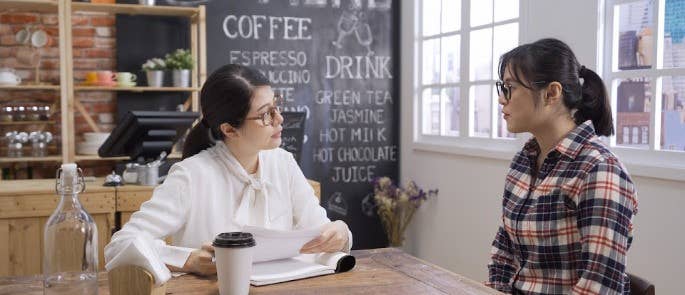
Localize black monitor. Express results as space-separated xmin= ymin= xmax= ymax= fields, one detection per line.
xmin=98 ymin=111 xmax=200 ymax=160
---
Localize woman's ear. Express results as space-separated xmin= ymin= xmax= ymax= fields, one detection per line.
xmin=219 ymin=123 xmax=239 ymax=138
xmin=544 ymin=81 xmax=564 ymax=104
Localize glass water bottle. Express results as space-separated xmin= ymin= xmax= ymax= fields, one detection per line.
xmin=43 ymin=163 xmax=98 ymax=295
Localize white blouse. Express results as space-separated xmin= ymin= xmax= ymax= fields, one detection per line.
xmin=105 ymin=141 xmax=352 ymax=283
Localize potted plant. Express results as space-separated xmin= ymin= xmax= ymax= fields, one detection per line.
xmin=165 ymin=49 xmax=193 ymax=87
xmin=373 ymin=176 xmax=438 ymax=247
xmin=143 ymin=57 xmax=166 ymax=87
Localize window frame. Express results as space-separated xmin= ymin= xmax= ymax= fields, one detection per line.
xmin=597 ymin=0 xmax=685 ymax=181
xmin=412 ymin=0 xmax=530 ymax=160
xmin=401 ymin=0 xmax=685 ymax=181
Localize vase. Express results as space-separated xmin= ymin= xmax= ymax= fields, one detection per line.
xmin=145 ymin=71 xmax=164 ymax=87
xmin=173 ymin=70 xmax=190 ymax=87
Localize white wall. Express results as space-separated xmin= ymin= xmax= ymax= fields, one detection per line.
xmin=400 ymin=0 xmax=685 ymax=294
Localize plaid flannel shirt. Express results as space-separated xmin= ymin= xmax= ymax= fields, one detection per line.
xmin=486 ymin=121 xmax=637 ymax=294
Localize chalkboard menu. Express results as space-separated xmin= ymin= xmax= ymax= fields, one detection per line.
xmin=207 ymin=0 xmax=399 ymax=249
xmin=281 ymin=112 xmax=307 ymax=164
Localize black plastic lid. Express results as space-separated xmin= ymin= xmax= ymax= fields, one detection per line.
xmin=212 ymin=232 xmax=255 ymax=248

◆ **WHAT YOU SHOULD DO**
Rewrite the stretch from "Localize black monitor." through "xmin=98 ymin=111 xmax=200 ymax=160", swapping "black monitor" for "computer monitor" and keeping everything else the same.

◆ **WRITTEN ANSWER**
Localize computer monitor. Express results as space-separated xmin= ymin= xmax= ymax= fields, one detection per line.
xmin=98 ymin=111 xmax=200 ymax=160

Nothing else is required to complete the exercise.